━━━ The data

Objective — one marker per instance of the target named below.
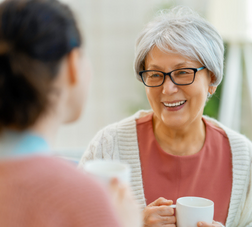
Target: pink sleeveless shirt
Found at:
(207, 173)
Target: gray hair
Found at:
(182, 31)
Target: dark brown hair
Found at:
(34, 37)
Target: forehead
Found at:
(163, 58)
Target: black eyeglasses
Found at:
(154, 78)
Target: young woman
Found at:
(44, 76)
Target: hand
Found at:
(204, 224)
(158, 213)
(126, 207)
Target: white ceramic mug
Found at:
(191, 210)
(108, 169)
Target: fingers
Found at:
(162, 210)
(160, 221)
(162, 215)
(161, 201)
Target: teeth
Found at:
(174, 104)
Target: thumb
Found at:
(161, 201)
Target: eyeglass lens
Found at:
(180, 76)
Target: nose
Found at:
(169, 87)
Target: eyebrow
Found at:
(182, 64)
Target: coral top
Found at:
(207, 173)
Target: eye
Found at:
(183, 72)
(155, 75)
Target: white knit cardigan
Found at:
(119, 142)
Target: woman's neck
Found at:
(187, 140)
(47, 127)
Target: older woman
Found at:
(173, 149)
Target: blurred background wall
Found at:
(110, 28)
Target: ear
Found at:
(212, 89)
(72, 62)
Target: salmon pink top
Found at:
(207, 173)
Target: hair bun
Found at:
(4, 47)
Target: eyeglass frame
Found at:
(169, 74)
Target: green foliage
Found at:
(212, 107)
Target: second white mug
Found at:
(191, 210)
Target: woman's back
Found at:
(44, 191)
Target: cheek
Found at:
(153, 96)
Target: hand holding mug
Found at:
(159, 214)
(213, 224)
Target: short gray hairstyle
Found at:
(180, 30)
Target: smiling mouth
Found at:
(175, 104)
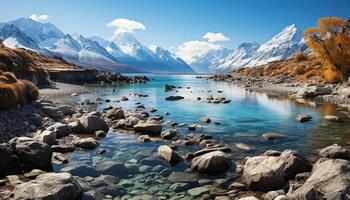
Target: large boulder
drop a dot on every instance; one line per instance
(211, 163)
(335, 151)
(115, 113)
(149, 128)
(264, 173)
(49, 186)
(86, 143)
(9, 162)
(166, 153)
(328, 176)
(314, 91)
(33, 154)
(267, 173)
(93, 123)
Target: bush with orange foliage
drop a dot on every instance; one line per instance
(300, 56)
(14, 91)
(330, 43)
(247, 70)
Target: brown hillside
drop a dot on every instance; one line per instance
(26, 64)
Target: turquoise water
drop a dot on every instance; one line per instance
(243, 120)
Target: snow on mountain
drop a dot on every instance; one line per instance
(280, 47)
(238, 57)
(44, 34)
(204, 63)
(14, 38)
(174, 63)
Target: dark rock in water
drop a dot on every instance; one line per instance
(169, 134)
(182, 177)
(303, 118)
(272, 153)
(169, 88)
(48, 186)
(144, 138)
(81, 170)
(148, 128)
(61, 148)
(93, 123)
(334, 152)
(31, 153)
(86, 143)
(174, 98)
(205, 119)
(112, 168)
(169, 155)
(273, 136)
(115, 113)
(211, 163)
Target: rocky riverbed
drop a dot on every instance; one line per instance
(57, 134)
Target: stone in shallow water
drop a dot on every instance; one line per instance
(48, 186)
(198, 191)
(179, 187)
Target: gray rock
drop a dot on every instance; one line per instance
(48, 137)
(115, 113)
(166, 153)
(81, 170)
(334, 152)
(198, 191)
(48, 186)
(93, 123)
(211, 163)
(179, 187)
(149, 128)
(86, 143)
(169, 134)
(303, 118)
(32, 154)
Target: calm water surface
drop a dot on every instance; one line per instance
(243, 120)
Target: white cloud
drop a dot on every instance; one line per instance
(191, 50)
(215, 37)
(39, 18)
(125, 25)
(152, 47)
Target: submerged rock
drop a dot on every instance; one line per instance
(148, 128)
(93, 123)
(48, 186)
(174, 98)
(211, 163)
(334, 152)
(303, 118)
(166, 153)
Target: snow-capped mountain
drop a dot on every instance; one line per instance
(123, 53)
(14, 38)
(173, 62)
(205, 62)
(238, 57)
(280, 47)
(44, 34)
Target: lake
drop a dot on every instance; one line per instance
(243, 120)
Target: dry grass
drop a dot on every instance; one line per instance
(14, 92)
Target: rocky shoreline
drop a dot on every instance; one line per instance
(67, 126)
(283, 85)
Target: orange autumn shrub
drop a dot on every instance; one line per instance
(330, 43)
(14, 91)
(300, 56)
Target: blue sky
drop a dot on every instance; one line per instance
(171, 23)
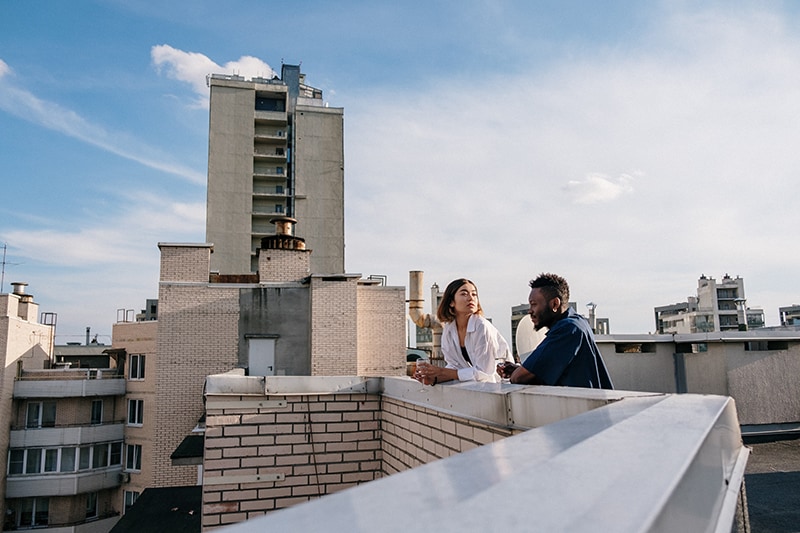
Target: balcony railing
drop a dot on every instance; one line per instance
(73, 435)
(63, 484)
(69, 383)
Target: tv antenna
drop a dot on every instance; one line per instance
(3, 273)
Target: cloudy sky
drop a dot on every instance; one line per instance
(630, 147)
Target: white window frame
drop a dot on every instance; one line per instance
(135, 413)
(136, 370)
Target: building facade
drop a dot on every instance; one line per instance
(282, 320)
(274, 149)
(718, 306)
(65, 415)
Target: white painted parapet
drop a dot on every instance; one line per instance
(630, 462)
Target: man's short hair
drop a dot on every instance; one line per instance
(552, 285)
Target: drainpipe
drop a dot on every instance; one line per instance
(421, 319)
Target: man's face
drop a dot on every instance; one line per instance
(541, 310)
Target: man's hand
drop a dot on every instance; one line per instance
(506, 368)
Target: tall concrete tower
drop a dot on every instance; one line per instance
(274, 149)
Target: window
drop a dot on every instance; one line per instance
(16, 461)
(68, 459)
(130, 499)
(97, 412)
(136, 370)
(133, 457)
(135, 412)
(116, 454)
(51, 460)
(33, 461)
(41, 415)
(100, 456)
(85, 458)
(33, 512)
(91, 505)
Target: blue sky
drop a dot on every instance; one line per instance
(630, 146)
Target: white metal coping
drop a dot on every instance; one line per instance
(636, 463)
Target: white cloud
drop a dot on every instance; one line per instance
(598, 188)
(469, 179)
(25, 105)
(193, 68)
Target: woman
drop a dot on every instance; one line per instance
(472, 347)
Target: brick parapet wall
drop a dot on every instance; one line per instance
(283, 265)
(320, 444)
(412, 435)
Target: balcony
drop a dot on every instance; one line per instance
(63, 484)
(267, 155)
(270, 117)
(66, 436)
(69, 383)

━━━━━━

Problem to solve: The answer should be all lines from the entries above that hold the word "snow".

Exercise result:
Target: snow on mountain
Target: snow-capped mountain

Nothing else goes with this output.